Page extract
- Opening Delimiter -

Jenny Wolf was tasked with adding a touch of Southern hospitality to this historic Connecticut country home. The contrast between the crisp blue and white decor and the stately accents gave this home a fresh update.
Julie Lasky: You’re known for your fresh take on traditional design. When a young couple asked you to update this 1822 Connecticut house, how did you keep it from feeling too formal?
Wolf: Textiles play a big role in traditional decor, but if you look at this living room, you’ll see that some of the fabrics are playful, like the Brunschwig & Fils Les Touches fabric on the slipper chairs. The skirted table is traditional, but the skirt is trimmed with fun, flirty little balls and tassels. Painting the room white instead of doing a heavy paper or color also keeps the space light and airy. So does using white lacquered furniture instead of mahogany. And you would not find sea-grass rugs in your grandmother’s home.
This family loves hosting friends—throughout the year, not just at holiday time — and their style is approachable. How did you adapt the house to suit their needs?
The dining room in its day would have been very formal, but we wanted it to feel much more comfortable and relaxed. So rather than a classic dining table, I opted for a more casual farm table, then dressed it up with a set of Chippendale chairs. The only light fixture we considered for this room was a lamp from Coleen & Company — it felt just perfect, with its whimsical flounce detail. A fussy crystal chandelier would have been too much.
Without being heavy-handed, you’ve created some spaces that have a distinctive atmosphere—some feel decidedly pretty, while others are more tailored. Why?
The wife’s one request was for a romantic blue-and-white room where she could sit and have her coffee. The moment my colleague Dakota Willimon—the project’s senior designer — and I saw the airy living room surrounded by windows, we knew this would be it. The palette was inspired by a blue-and-white Wedgwood urn we found while antiquing in Connecticut. The husband asked for a place where he could gather with his friends after dinner to drink bourbon and smoke cigars. I call it the “men’s den.” In this room, as elsewhere, I used colors — caramels, browns, ivory — that one doesn’t tire of. They’re easy on the eye and calming. The masculine details were brought in through leather upholstery, mahogany, and decorative objects.

- Closing Delimiter -

Provided material
- Opening Delimiter -

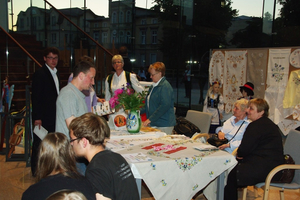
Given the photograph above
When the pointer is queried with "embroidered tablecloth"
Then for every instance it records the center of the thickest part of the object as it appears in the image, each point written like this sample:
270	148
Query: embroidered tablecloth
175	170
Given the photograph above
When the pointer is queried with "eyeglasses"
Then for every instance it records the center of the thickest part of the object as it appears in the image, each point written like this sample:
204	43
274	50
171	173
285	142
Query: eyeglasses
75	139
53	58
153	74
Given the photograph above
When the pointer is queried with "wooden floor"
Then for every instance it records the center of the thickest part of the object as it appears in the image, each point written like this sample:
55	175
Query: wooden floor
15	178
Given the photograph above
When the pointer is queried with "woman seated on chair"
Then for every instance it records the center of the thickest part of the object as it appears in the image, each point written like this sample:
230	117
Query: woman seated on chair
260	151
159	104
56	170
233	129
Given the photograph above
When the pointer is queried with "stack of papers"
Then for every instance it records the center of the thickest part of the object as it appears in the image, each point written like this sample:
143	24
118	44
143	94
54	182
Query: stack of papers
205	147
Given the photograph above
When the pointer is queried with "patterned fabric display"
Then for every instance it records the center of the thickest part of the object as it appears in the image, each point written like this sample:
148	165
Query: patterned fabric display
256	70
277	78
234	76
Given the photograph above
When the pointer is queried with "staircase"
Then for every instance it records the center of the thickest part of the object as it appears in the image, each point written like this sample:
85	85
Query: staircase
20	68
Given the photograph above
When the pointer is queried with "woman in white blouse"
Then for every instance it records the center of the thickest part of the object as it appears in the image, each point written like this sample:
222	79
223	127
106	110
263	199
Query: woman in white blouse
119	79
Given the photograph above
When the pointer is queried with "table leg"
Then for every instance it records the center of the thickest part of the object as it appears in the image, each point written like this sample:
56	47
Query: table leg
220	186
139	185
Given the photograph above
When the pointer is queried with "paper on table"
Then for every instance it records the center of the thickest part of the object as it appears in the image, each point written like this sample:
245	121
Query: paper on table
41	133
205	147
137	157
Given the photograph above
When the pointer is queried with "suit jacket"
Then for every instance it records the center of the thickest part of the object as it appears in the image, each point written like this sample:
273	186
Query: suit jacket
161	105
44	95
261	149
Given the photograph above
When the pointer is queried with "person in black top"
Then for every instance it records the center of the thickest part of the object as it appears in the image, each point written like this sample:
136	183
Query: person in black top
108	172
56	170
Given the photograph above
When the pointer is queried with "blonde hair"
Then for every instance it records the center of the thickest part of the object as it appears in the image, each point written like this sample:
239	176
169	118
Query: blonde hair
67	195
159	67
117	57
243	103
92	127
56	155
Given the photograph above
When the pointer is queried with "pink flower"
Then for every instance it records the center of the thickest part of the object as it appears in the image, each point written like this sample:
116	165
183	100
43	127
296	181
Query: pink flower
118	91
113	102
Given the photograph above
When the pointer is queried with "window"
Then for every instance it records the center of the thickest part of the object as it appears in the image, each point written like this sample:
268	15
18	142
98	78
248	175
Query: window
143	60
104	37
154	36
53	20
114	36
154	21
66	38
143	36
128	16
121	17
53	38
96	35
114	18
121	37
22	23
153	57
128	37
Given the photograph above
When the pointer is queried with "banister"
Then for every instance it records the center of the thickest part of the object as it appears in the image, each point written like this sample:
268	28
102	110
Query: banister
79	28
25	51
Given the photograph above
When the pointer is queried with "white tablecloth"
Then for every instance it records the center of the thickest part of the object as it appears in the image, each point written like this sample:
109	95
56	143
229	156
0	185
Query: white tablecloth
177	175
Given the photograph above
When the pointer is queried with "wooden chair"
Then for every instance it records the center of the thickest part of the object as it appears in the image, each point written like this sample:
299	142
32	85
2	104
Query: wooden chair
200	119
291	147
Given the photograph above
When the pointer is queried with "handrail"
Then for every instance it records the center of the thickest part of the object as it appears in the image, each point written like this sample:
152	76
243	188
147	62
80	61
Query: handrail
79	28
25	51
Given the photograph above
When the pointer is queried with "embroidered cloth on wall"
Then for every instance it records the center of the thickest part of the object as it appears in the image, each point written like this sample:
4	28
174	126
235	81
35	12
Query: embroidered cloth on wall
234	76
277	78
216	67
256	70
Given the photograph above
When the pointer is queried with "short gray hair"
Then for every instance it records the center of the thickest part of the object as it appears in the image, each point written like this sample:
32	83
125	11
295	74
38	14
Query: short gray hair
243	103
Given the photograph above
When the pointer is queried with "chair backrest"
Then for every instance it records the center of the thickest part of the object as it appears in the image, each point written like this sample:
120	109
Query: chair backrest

- Closing Delimiter -

Using the information
**A)** For the Connecticut house interview, decide whether each statement agrees with it, answering yes or no and quoting the words that settle it: (i) the living room was painted white instead of being given a heavy paper; (ii) a crystal chandelier was chosen to light the dining room; (iii) the blue-and-white palette was inspired by a Wedgwood urn.
**B)** Please carry the Connecticut house interview forward from its last sentence.
The material has no connection to the Connecticut house interview.

Answers below
**A)**
(i) Yes: "Painting the room white instead of doing a heavy paper or color also keeps the space light and airy."
(ii) No: "A fussy crystal chandelier would have been too much."
(iii) Yes: "The palette was inspired by a blue-and-white Wedgwood urn we found while antiquing in Connecticut."

**B)**
You also designed dueling guest rooms of sorts!
It’s true. One is warm and cottage-like, with antique botanical prints and an original working sink that was used for washing up in the morning. We call it the “hers” guest room. The other one resembles a hunting lodge, with its plaid wool throw, antique antlers, and an oil painting of a fox. The room’s scheme started with monogrammed pillows from Leontine Linens. I strongly believe a space should feel personal, and monograms are a very easy way to do it, although the younger set sometimes thinks it’s too fussy, or like something their grandparents would have. But in this case, the oversize, graphic look of the block letters takes the bed to a whole new place.
The house has wonderful vintage pieces. Where did you find them?
A lot are Southern antiques collected from the couple’s families, like the map of North Carolina in the family room. But we also wanted to reflect the home’s period and place. The Brimfield flea market in Massachusetts is where I found the tortoise shells hanging above the mantel as well as the portrait in the men’s den. It’s hard to find 18th-century portraits of men at the right price—at least the handsome ones! You want a face that you don’t mind looking at.
You’re a native of New Orleans, and the homeowners are both Southerners. Did your shared background influence your approach?
I now live in New York, and most of my city clients prefer a contemporary look. It was definitely nice to work with a couple of Southerners who share my appreciation for the antique. This project almost felt like I was designing for myself.